** Requirements **
Beginning with the line where "Expected behaviour: for every instance of the tree" appears, repeat every remaining line of the entries exactly, the last line included.

Object location annotation data:
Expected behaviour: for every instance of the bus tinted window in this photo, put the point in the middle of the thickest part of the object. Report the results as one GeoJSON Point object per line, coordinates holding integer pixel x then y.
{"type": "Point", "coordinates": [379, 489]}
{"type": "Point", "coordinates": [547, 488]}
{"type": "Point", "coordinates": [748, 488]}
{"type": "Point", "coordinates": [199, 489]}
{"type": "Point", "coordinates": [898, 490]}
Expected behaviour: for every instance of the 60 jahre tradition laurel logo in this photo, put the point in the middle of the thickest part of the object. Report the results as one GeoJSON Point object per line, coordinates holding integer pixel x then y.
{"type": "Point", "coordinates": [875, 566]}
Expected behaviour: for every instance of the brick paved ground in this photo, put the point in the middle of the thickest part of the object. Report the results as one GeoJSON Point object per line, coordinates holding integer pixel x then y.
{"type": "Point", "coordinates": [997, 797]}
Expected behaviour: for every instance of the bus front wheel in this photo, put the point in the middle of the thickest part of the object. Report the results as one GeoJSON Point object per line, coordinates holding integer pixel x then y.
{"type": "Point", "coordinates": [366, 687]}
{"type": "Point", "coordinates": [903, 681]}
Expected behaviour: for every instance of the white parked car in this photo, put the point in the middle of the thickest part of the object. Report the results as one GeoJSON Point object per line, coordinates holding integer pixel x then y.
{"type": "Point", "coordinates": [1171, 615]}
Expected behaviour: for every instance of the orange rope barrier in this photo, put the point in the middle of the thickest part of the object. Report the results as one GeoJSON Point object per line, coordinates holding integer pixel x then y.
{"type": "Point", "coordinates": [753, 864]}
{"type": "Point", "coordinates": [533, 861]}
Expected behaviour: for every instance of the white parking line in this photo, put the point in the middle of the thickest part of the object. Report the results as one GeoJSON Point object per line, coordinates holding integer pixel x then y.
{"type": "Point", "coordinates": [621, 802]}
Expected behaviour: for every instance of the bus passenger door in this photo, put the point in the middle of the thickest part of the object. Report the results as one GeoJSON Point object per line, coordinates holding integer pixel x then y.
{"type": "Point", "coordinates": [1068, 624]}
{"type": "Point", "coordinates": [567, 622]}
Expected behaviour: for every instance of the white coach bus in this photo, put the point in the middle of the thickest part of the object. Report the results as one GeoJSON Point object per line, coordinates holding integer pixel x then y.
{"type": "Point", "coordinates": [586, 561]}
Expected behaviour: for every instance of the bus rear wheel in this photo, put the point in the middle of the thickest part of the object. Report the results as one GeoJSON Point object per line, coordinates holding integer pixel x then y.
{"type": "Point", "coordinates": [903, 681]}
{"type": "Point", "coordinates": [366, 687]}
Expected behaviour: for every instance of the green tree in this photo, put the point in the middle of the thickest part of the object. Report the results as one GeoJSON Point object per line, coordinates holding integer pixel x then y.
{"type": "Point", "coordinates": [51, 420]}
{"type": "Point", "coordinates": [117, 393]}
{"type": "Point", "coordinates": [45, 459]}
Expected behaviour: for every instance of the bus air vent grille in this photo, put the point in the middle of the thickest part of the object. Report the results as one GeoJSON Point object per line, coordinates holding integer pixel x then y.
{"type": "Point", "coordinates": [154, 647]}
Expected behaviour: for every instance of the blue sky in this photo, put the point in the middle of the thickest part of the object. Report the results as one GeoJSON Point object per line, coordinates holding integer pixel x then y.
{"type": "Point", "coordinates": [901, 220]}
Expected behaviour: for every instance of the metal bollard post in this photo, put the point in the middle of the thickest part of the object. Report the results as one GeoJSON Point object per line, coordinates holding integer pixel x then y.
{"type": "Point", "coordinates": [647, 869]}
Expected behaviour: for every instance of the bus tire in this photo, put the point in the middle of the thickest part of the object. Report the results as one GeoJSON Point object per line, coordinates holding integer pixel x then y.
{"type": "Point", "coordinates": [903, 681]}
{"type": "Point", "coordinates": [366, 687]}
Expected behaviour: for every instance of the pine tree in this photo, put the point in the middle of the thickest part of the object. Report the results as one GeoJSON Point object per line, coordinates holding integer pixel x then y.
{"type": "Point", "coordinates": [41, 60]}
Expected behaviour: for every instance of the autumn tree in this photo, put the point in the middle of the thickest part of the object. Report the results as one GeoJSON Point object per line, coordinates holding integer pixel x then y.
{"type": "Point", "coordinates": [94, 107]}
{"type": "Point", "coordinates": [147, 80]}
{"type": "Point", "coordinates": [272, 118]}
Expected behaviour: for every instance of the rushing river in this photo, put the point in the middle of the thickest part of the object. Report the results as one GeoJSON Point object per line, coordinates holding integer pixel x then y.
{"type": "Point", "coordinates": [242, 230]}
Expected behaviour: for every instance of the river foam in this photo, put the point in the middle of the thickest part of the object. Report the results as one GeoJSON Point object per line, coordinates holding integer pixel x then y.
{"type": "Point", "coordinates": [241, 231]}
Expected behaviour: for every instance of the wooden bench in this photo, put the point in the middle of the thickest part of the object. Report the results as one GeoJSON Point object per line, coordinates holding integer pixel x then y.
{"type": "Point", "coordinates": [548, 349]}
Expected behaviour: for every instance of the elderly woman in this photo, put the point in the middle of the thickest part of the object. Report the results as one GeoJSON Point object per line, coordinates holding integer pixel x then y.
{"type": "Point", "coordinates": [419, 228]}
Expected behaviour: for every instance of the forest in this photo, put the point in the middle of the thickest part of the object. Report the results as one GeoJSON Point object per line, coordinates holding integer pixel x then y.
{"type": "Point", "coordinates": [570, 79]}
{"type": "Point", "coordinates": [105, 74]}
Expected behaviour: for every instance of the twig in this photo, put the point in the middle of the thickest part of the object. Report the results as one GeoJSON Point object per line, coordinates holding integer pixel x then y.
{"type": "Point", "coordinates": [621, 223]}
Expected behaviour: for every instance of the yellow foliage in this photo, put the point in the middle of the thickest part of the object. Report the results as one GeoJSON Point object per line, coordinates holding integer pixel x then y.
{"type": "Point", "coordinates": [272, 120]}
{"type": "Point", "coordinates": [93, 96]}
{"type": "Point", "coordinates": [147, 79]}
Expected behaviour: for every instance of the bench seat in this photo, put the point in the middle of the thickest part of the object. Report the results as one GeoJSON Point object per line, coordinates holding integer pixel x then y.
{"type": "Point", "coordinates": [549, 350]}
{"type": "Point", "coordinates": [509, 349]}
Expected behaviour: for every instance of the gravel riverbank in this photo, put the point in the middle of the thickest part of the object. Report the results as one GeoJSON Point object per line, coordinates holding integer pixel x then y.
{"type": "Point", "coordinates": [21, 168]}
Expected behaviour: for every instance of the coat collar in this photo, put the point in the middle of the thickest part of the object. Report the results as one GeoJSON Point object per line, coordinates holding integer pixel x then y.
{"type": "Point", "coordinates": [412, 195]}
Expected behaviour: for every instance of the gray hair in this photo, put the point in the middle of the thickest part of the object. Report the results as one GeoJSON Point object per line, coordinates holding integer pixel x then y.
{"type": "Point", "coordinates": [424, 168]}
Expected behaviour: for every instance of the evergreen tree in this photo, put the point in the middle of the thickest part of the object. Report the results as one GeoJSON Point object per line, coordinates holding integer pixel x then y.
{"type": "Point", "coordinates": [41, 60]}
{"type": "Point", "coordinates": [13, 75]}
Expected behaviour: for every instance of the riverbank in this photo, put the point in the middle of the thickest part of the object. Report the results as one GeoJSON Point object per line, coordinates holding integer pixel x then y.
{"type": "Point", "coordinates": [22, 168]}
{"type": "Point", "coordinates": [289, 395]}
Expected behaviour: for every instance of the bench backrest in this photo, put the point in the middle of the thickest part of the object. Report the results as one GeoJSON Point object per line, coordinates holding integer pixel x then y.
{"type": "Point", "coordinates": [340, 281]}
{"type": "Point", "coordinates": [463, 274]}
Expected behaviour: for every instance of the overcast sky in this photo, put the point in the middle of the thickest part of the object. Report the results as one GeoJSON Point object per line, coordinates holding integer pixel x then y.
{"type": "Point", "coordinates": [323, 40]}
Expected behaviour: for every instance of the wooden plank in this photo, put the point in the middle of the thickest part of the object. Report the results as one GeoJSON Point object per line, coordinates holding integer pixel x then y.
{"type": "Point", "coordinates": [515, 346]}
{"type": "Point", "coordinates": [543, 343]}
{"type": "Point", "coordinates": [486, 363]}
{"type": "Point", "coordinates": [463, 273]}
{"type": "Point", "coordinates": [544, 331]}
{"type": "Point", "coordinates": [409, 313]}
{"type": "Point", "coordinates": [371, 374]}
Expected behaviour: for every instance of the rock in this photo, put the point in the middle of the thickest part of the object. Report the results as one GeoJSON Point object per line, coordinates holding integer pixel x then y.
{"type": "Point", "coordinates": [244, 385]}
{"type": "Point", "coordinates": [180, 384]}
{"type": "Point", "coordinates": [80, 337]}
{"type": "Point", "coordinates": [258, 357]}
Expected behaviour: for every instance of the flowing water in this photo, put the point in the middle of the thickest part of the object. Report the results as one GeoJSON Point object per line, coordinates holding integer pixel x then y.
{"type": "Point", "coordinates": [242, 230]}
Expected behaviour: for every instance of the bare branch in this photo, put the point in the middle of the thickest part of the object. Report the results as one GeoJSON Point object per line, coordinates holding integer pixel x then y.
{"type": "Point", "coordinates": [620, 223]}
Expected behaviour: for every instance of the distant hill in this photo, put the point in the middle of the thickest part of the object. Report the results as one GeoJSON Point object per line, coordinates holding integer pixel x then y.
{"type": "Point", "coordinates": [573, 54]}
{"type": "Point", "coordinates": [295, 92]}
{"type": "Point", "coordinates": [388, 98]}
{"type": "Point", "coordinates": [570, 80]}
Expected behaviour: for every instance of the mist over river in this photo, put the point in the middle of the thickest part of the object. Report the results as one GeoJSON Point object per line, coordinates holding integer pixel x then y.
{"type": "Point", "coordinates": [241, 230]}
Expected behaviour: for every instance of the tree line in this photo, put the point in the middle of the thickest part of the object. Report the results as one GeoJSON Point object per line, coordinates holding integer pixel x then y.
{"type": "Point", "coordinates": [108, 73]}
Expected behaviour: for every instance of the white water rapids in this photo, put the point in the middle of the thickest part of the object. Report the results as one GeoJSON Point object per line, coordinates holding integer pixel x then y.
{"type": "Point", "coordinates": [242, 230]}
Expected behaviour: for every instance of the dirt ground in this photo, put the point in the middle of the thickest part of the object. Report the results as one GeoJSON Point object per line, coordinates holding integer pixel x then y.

** Full answer **
Expected behaviour: for every instance of the tree line in this photo, put the point in the middle of the thickest part of the object. Report the results as one GeoJSON Point object per line, coordinates holding integer pixel x then y.
{"type": "Point", "coordinates": [108, 73]}
Expected behaviour: for every instance of the white water rapids in this photo, put the point in the middle of the thickest part of the object. Report the results as one GeoJSON Point object per line, coordinates holding integer pixel x then y.
{"type": "Point", "coordinates": [242, 230]}
Expected behaviour: for every instance of the dirt ground in this photo, put the point in the middle of the thickest part of the object. Report the results as one GeoJSON Point object per line, coordinates holding integer pixel x then y.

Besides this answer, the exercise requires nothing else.